_ENUNCIADO DO EXERCÍCIO:_ Por favor, copie o trecho do discurso que começa nas palavras "Nenhuma das pessoas" e termina depois de "responsabilidade tão grande.", substituindo "Segunda Guerra" por "Segunda Guerra Mundial".

_FONTE:_
━━━━

DISCURSO PROFERIDO PELO COMANDANTE-EM-CHEFE FIDEL CASTRO RUZ, PRESIDENTE DA REPÚBLICA DE CUBA NA INAGURAÇÃO DO SEGMENTO DE ALTO NÍVEL DO VI PERIODO DE SESSÕES DA CONFERÊNCIA DAS PARTES DA CONVENÇÃO DAS NAÇÕES UNIDAS DE LUTA CONTRA A DESERTIFICAÇÃO E A SECA EM HAVANA, A 1 DE SETEMBRO DE 2003
Data:
Excmo. Sr. Hama Arba Diallo, Secretário Executivo.
Excmo. Sr. Ibrahim Gambari, Sub-Secretário Geral das Nações Unidas.
Excmos. Chefes de Estado e de Governo, Vice-Presidentes, Presidentes de Parlamentos, Chefes de Delegações:
Distintos convidados:
Há apenas 30 anos, a humanidade não tinha a menor consciência da grande tragédia. Pensava-se, naquele momento, que o único perigo de extinção estava na cifra colossal de armas nucleares prontas para serem disparadas em questão de minutos. Sem que ameaças dessa índole tenham absolutamente cessado, um perigo adicional, aterrador e dantesco, espreita-a. Não vacilo em utilizar essa frase forte, que parece dramática. O verdadeiro drama está na ignorância desses riscos, em que estamos vivendo há tanto tempo.
Nenhuma das pessoas que sabiam ler e escrever, 25 anos após o final da Segunda Guerra em 1945, jamais escutou uma única palavra sobre a cega marcha humana, inexorável e acelerada, para a destruição das bases naturais de sua própria vida. Nenhuma geração, dentre os milhares que precederam a atual, conheceu risco tão amargo, nem caiu sobre nenhuma delas responsabilidade tão grande.
São realidades. Um fruto da pouco conhecida história do homem, como resultado da evolução da sociedade humana ao longo de cinco ou seis mil anos, quando esta não tinha nem podia ter uma idéia clara sobre de onde vinha e para onde ia. Esta surpreendente e angustiosa realidade já é convicção profunda de uma minoria culta e preocupada, mas crescente e pujante, da humanidade.

━━━━

_REGISTROS DE DADOS:_
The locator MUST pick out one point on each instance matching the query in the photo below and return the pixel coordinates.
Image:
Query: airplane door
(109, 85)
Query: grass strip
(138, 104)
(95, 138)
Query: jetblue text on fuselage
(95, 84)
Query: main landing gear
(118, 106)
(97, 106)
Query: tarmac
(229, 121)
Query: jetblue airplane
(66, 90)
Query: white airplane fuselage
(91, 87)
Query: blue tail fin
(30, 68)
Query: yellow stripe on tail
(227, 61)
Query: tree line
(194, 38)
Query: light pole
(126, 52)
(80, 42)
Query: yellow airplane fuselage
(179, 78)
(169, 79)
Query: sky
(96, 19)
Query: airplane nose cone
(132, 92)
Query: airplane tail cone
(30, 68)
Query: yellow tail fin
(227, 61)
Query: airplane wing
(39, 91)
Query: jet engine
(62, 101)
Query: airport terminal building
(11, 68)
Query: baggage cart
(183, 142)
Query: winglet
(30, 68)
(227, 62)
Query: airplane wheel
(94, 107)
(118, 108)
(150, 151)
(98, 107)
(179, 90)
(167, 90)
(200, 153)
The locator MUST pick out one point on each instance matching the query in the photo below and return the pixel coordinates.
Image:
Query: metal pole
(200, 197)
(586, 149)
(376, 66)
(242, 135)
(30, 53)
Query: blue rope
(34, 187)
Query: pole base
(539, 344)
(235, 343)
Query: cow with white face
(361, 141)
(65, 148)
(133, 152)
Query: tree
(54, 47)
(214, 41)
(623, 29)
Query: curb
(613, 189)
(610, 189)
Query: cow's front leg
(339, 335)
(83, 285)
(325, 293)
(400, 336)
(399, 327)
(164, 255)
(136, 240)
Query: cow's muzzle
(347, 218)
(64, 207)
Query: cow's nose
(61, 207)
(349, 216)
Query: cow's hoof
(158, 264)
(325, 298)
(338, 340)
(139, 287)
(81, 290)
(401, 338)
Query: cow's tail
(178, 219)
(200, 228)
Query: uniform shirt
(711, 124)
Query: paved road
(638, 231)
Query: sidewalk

━━━━

_EXERCÍCIO RESOLVIDO:_
Nenhuma das pessoas que sabiam ler e escrever, 25 anos após o final da Segunda Guerra Mundial em 1945, jamais escutou uma única palavra sobre a cega marcha humana, inexorável e acelerada, para a destruição das bases naturais de sua própria vida. Nenhuma geração, dentre os milhares que precederam a atual, conheceu risco tão amargo, nem caiu sobre nenhuma delas responsabilidade tão grande.